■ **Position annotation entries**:
----
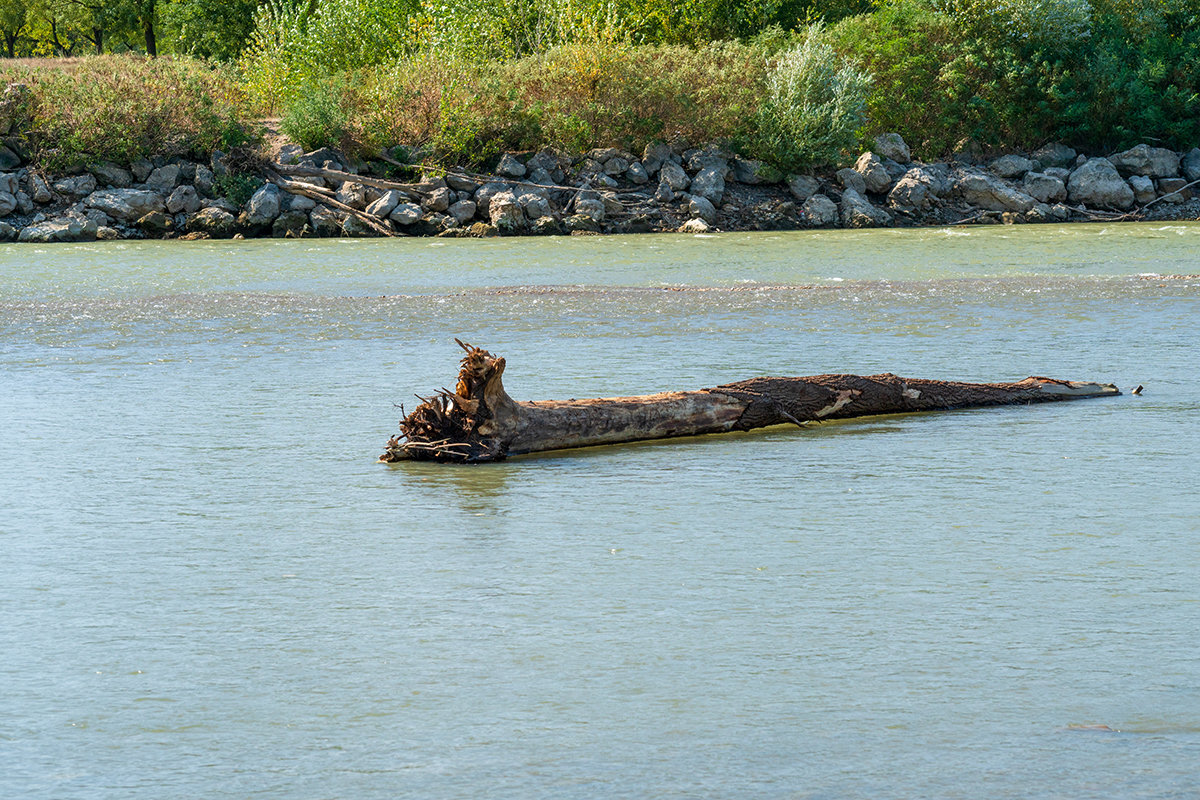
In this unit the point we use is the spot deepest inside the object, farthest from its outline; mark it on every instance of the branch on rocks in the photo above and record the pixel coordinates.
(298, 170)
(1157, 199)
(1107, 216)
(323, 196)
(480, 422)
----
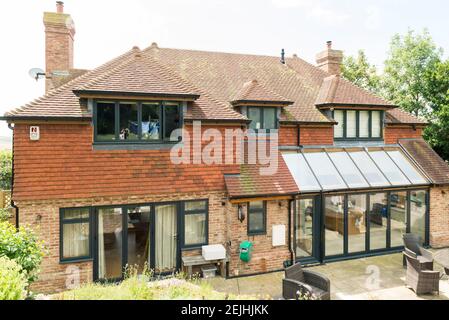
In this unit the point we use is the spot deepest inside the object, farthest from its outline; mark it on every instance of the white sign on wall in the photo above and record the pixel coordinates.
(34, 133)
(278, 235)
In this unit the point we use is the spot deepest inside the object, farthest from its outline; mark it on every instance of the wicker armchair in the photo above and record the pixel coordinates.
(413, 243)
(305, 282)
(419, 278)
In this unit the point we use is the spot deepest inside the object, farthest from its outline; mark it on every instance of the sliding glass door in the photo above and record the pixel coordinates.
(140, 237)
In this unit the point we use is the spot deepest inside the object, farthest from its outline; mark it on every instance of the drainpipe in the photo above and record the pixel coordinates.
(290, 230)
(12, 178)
----
■ **TASK TO COMPLETE**: Gather every line of the entries above that contains the string "inside" and copy each of those lines in full. Case counts, so uppercase and lowercase letters must match.

■ **ANSWER**:
In this unit the point we use is the spot deepest inside the object, farthest from its outline; mark it on every instance of the branch on rocks in the photo above and record the pixel coordinates.
In this unit the point we use is the spot deepest inside the object, farthest from its outline; mark it on every instance of the white sign on wall in the photo above and record the pixel coordinates.
In this unit the point we use is the spot deepest inside the object, farthest from its outline; mark it on every instance of the wicker armchair in the photo above and record the pixel coordinates.
In this unit the point we use is the spot deepest inside the object, farthest from its outline; mark it on every instance of the sliding glass door in the photo above and record the pixel coordinates.
In this unit the point we use is the spot deepest inside the object, farthest from its outline; mark it on every instance of the drainpipe in the photo above and record the pixel coordinates.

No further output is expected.